■ Required work:
**1.** In the diary entry about Wednesday 26th August below, reproduce the passage that starts with the words containing "Wednesday 26th August, for" and ends with "thin and suicidal!".
**2.** Answer these questions using the diary entry about Wednesday 26th August below:
(a) At what time in the morning did the writer go to the gym?
(b) What subject did the summer school class cover?
(c) What did the writer make for dinner?
**3.** Continue the diary entry about Wednesday 26th August below, picking up right after its final sentence.

Wednesday 26th August, for me, was a mixture of great activity and unusual amounts of rest.  I went to the gym at 8:30 in the morning, as is my routine – as a PhD student, it means I get up at a regular early-ish time, get some exercise and leave the house at least once a day!  Alas, I never actually lose any weight, and I’m fairly convinced that’s something to do with my Citalopram – how can I go to the gym 5-6 times a week, eat the same as I did before the medication, and just maintain?  But I suppose I’d rather be a bit plump and happyish than thin and suicidal!

After the gym, as I knew I was going to be sitting in a summer school class for four hours in the afternoon, I decided to read for a bit, and that ended up turning into a nap until lunchtime!  The class was at my university, and it was about data analysis.  Although it was quite interesting, there was a lot of talking and ‘death by PowerPoint’ instead of hands-on activities which would have helped keep me alert.  I’m not a computer science person (I’m VERY humanities-oriented, in fact), but I’m due to finish my PhD next year and I’m terrified that I’ll have no job and therefore no purpose, so I thought I’d find out about things I might be able to do.  The class, coupled with an hour-long keynote a bit later on, pretty much knocked me out for the rest of the evening.  I could only be bothered to make peanut butter on toast for dinner, and then I went on Twitter and read for a bit, but ended up going to bed at about half-past nine because I was so tired and had a headache.  Normally I stay up until around midnight reading, colouring (people sneer at it but it’s really relaxing, and it’s also been a gateway to me making my own art for the first time since school!) and going online, but on Wednesday I was just too wiped out.

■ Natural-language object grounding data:
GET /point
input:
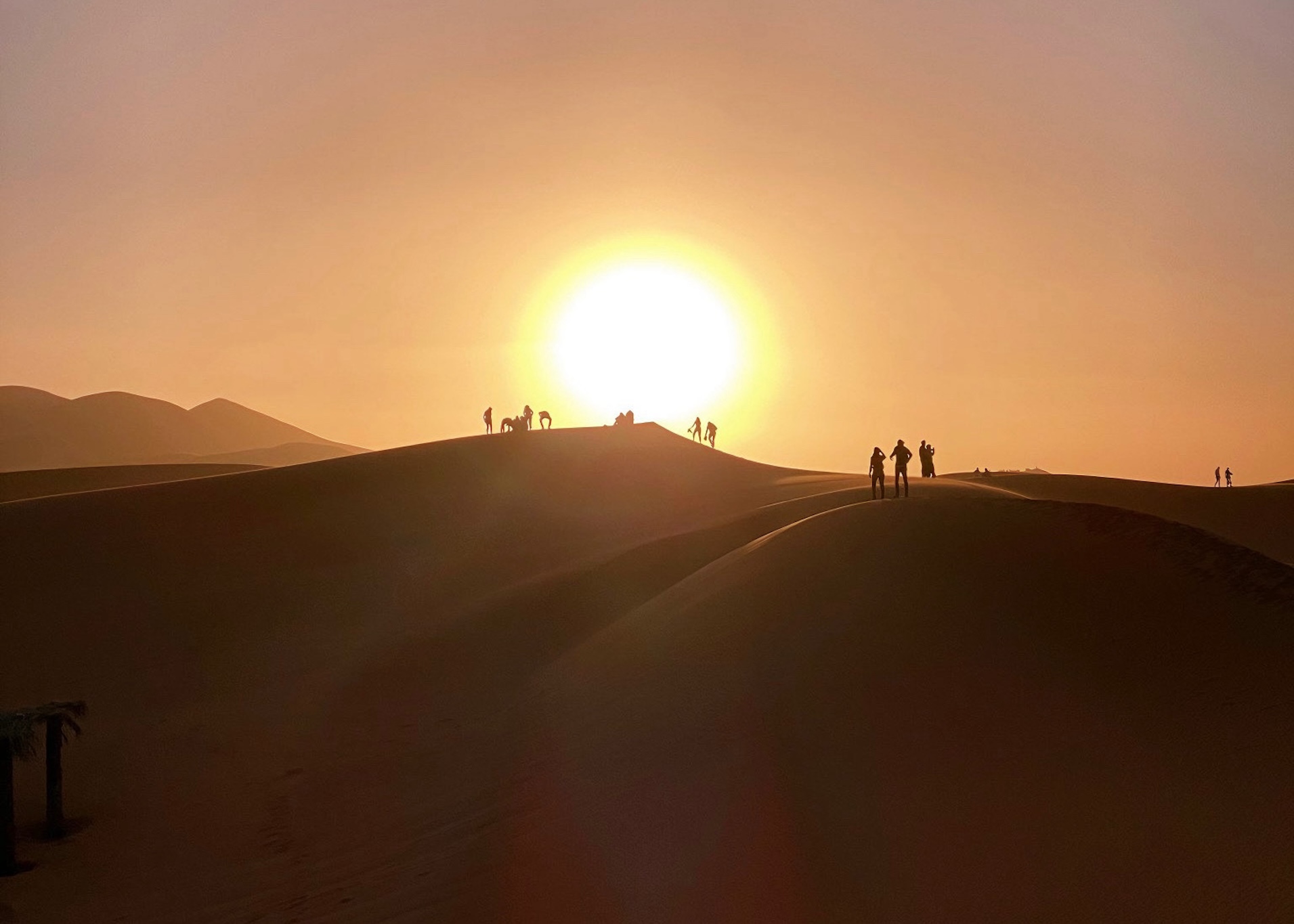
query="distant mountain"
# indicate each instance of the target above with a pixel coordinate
(39, 430)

■ Answer set:
**1.**
Wednesday 26th August, for me, was a mixture of great activity and unusual amounts of rest.  I went to the gym at 8:30 in the morning, as is my routine – as a PhD student, it means I get up at a regular early-ish time, get some exercise and leave the house at least once a day!  Alas, I never actually lose any weight, and I’m fairly convinced that’s something to do with my Citalopram – how can I go to the gym 5-6 times a week, eat the same as I did before the medication, and just maintain?  But I suppose I’d rather be a bit plump and happyish than thin and suicidal!

**2.**
(a) 8:30
(b) Data analysis
(c) Peanut butter on toast

**3.**
I’d probably say my mood on Wednesday was 3/5 – I didn’t feel massively depressed, but I didn’t have a lot of energy and wasn’t bouncing-off-the-walls-happy either.  I’ve been scoring surprisingly low on depression scales recently as I’ve had some good luck and nothing has been going particularly badly, but I still regard myself as a depressed person and I worry about the future a lot – not just getting a job, but getting a house too.  My boyfriend and I have been trying to find somewhere to rent for three years now, but letting agents are so busy they don’t even call us back.  I feel like a weird child-adult hybrid living with my parents at 26.  I actually prioritise having a settled home of my own over having a career in academia, so after my PhD I will most likely get a ‘civilian’ job – I don’t think I could mentally handle all the uncertainly and moving-around of short-term contracts.

Depression is very much a part of my identity as I’ve felt like it my whole life, and besides, the test mostly concentrates on demonstrable signs of depression – I’m privileged in that even when I’m beating myself up in my head, I can still function enough to pass as ‘normal’.  I’ve been in contact with mental health services recently, but I can’t say they’ve been much help – I originally went to them for PTSD, but by the time they phoned me again, the date-related triggers had passed and I was feeling better, so it instead became about my anxiety, which comes up in such specific situations that the exposure therapy computer program they put me on is a fat lot of good really.  I think I might just discharge myself when they call again.